• EXERCISE AIM: Render the rows below as a JSON list of strings, one string per line and no blank lines. Start at the first line of the rows and stop at the line containing "point(95, 324)", with both of those lines included.

#####

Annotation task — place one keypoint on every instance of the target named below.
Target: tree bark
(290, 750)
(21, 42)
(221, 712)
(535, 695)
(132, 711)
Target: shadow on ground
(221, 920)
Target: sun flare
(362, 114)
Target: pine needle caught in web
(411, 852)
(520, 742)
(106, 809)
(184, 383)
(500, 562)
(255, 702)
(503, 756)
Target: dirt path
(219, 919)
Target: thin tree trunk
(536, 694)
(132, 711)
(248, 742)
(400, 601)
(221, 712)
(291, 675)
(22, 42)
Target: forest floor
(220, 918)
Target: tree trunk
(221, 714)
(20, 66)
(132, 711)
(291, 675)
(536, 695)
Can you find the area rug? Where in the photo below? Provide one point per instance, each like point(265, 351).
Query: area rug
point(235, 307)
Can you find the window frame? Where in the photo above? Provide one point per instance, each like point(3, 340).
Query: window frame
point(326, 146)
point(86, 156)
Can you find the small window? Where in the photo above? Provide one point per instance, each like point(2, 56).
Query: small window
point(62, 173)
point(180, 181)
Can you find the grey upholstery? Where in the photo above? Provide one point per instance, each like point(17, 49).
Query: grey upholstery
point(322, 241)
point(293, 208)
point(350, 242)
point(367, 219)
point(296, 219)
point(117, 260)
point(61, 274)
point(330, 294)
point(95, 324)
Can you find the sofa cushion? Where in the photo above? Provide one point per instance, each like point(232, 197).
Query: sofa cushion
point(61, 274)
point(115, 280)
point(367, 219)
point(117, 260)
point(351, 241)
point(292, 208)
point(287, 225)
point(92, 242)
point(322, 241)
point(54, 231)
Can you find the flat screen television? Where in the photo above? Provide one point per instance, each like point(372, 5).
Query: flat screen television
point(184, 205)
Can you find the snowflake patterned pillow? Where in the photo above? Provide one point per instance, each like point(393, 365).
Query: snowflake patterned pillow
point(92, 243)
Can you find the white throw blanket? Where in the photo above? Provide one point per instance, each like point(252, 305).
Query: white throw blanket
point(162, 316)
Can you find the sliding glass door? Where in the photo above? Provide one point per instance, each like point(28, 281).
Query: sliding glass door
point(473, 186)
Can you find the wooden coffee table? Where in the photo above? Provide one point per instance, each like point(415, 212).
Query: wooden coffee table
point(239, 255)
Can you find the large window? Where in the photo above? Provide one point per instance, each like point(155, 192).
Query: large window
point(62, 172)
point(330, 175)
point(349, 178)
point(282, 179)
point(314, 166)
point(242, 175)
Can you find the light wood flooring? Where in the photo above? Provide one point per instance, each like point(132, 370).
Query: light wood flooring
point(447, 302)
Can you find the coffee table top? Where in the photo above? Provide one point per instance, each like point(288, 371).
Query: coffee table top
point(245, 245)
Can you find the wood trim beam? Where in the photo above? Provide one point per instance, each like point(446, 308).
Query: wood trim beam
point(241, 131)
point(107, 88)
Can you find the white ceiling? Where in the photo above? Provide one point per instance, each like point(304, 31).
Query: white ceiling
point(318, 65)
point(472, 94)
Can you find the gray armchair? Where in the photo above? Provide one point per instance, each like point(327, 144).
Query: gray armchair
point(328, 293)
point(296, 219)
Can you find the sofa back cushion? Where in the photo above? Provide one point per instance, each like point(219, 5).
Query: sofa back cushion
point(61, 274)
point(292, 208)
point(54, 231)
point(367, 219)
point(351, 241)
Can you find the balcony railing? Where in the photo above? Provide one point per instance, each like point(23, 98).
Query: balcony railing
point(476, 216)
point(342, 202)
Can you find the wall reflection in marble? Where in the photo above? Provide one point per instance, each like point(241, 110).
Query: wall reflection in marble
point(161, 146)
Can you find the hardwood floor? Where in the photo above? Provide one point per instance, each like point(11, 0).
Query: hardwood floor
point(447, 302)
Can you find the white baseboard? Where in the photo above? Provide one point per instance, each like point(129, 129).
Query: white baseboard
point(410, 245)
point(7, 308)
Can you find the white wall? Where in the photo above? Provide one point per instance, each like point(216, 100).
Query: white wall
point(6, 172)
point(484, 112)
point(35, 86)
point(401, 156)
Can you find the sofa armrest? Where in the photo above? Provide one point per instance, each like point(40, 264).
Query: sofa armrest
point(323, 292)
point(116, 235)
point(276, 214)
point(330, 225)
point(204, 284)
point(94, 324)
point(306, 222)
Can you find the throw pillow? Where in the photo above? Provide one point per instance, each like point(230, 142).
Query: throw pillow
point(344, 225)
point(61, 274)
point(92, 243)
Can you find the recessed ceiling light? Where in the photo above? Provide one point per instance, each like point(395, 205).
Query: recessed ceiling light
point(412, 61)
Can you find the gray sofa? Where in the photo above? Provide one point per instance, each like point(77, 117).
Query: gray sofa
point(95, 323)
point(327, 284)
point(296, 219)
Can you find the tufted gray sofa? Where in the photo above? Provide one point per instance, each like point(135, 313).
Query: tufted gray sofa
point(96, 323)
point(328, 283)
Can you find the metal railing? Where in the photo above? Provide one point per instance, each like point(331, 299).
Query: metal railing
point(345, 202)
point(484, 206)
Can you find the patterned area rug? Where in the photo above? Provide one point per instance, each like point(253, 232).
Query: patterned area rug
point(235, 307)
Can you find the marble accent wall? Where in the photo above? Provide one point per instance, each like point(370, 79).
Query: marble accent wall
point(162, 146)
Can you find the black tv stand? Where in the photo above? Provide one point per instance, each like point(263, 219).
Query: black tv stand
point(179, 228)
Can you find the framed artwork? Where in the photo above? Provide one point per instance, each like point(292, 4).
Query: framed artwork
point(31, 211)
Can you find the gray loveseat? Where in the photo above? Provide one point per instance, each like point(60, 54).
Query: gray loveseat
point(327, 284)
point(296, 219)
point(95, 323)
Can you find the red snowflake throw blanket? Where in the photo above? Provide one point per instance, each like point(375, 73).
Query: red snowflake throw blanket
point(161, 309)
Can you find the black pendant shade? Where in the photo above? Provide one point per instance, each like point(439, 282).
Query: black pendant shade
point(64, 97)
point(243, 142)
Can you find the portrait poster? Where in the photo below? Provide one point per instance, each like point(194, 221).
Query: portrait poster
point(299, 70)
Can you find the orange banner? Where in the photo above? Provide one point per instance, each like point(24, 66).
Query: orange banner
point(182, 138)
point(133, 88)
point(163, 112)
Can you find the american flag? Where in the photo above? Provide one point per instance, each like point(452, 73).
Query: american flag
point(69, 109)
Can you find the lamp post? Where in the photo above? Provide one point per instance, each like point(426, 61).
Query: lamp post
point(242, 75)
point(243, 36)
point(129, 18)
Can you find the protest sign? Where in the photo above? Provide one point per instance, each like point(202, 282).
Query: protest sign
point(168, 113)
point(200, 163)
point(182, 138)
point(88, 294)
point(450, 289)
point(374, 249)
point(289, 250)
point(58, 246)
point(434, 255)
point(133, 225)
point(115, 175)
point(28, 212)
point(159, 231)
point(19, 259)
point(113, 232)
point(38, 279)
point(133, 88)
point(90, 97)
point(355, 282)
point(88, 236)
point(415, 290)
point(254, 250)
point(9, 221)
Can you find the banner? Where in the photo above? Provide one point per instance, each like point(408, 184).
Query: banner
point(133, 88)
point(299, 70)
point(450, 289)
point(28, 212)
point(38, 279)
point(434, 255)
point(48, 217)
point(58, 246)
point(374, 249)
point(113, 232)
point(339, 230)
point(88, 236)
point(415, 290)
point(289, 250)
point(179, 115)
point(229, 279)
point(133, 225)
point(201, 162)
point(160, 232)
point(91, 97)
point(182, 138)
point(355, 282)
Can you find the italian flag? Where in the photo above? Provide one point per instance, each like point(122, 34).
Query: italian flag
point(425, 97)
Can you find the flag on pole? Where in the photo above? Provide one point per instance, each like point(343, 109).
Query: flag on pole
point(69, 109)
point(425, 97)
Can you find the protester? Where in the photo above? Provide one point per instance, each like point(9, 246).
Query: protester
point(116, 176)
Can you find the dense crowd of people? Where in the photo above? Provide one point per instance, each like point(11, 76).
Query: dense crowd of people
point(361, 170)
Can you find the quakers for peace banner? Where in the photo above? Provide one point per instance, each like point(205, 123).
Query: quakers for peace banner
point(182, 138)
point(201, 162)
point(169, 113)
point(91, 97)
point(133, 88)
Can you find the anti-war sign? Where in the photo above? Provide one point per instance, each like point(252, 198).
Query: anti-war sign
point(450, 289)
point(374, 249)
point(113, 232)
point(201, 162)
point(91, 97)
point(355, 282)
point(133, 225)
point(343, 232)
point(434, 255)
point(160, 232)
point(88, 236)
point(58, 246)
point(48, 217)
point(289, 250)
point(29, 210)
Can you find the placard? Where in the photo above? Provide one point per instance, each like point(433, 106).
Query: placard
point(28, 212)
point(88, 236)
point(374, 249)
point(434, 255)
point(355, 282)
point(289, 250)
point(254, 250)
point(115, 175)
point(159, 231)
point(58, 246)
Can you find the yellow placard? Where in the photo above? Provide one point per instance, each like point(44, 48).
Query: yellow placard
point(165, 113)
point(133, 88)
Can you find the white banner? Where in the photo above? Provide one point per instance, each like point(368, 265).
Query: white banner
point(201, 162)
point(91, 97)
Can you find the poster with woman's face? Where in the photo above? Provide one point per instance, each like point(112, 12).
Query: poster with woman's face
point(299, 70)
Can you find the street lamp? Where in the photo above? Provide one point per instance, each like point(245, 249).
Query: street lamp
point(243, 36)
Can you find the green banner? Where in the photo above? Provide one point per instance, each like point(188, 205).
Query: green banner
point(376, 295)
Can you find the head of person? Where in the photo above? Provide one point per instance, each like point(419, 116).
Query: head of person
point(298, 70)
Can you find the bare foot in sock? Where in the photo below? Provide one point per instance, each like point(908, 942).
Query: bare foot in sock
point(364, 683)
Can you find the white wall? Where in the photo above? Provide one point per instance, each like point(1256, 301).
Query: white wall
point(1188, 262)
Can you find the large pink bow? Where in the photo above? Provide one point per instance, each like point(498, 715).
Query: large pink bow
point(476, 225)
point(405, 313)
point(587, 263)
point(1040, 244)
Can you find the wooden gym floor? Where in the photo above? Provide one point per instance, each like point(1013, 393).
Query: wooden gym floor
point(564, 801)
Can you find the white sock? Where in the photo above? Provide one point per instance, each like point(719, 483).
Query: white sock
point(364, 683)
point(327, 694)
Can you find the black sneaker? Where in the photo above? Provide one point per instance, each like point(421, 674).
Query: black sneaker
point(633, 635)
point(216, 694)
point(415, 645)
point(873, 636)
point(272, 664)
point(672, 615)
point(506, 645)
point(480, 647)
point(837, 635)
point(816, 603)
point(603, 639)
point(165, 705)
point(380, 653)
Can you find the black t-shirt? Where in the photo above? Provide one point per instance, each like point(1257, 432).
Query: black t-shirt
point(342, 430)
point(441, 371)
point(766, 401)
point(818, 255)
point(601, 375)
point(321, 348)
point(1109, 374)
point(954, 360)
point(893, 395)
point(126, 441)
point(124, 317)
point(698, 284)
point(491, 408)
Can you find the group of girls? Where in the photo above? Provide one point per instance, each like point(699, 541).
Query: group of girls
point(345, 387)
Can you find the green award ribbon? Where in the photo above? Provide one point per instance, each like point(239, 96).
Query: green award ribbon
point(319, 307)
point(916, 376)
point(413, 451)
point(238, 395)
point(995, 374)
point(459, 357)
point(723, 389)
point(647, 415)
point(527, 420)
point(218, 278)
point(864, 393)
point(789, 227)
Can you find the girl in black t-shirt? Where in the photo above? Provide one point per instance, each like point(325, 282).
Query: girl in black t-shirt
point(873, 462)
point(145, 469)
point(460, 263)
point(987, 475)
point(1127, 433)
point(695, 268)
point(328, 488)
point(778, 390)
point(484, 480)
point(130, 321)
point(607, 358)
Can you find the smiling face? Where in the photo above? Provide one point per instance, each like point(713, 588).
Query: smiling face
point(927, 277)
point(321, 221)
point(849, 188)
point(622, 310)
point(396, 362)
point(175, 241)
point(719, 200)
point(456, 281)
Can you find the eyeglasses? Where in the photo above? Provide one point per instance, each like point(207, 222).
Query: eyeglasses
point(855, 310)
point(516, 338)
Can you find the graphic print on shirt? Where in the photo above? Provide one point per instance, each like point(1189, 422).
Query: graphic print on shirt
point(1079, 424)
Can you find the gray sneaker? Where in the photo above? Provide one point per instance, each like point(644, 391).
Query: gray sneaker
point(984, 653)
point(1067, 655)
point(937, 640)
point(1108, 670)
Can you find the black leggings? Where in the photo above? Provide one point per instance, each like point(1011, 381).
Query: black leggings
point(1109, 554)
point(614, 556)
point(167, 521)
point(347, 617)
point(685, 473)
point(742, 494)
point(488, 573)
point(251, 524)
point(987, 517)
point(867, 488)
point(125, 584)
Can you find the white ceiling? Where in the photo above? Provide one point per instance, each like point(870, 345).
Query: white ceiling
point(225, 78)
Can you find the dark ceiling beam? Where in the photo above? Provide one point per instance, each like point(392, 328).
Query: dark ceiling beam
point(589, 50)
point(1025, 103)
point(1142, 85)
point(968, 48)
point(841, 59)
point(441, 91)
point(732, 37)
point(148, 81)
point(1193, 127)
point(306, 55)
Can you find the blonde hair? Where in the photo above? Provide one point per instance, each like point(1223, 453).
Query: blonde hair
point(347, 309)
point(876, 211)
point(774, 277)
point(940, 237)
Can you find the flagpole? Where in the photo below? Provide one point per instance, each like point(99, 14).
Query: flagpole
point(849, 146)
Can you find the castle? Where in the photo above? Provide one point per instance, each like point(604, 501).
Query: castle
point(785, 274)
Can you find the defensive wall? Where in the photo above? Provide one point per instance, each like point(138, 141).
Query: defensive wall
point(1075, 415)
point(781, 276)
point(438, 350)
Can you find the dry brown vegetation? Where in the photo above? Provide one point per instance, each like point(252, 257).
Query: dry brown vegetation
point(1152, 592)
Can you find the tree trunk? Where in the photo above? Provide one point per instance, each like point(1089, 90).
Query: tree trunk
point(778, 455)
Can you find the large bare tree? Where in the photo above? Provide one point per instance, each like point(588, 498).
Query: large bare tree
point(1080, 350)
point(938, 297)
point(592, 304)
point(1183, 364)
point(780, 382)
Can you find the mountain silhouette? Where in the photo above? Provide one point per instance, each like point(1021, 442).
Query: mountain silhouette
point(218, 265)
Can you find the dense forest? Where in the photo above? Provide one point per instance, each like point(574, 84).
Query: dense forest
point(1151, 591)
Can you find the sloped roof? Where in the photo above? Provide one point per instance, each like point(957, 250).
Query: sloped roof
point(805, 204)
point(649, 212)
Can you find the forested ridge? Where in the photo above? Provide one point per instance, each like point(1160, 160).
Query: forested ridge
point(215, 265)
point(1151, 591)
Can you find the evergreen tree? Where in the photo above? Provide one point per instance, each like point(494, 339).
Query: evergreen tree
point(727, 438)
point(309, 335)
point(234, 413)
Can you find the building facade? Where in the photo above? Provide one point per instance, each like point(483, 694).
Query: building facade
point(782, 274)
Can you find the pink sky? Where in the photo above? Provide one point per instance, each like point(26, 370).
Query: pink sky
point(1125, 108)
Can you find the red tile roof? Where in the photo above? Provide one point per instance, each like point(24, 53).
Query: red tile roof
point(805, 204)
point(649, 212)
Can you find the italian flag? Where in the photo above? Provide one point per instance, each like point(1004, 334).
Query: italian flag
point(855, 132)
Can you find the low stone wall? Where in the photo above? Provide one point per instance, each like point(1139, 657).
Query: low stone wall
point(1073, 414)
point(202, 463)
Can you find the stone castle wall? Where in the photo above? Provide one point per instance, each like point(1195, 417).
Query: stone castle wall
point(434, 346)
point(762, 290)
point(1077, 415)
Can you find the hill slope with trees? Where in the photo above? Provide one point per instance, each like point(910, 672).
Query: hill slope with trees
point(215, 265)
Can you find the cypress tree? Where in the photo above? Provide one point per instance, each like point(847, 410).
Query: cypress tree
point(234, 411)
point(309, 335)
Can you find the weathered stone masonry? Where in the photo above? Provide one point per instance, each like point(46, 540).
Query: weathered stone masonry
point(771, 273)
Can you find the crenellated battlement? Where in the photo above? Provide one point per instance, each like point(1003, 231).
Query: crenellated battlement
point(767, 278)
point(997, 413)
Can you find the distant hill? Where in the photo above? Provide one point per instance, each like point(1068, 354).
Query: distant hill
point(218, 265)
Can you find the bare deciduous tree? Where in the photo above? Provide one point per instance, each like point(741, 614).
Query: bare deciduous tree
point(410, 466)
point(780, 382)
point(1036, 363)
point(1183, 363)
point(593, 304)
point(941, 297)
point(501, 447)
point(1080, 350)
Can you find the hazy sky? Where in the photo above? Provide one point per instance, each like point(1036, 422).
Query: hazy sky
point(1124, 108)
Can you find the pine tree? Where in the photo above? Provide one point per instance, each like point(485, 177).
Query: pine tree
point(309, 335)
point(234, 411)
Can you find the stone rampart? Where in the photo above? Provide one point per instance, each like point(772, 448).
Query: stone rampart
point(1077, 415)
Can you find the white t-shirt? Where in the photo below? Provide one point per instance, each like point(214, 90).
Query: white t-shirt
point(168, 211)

#####

• SOLUTION BELOW:
[
  "Annotation task — place one keypoint on every instance of the target named below.",
  "Target: tree bark",
  "(290, 750)",
  "(21, 42)",
  "(221, 712)",
  "(535, 695)",
  "(132, 711)",
  "Target: shadow on ground",
  "(221, 920)",
  "Target: sun flare",
  "(362, 114)",
  "Target: pine needle caught in web",
  "(411, 852)",
  "(520, 742)",
  "(106, 809)",
  "(184, 383)",
  "(500, 562)",
  "(255, 702)",
  "(503, 756)",
  "Target: dirt path",
  "(219, 919)",
  "Target: thin tree trunk",
  "(536, 694)",
  "(132, 711)",
  "(248, 742)",
  "(400, 601)",
  "(221, 712)",
  "(291, 675)",
  "(22, 42)",
  "Target: forest floor",
  "(220, 918)",
  "Target: tree trunk",
  "(221, 714)",
  "(20, 66)",
  "(132, 711)",
  "(291, 675)",
  "(536, 695)",
  "Can you find the area rug? Where in the photo below? Provide one point per instance, each like point(265, 351).",
  "Query: area rug",
  "point(235, 307)",
  "Can you find the window frame? Where in the photo above? Provide one point per instance, each like point(3, 340).",
  "Query: window frame",
  "point(326, 146)",
  "point(86, 156)",
  "Can you find the small window? Where in the photo above? Provide one point per instance, each like point(2, 56).",
  "Query: small window",
  "point(62, 173)",
  "point(180, 181)",
  "Can you find the grey upholstery? Where in the photo above? Provide one point per instance, each like point(17, 49).",
  "Query: grey upholstery",
  "point(322, 241)",
  "point(293, 208)",
  "point(350, 242)",
  "point(367, 219)",
  "point(296, 219)",
  "point(117, 260)",
  "point(61, 274)",
  "point(330, 294)",
  "point(95, 324)"
]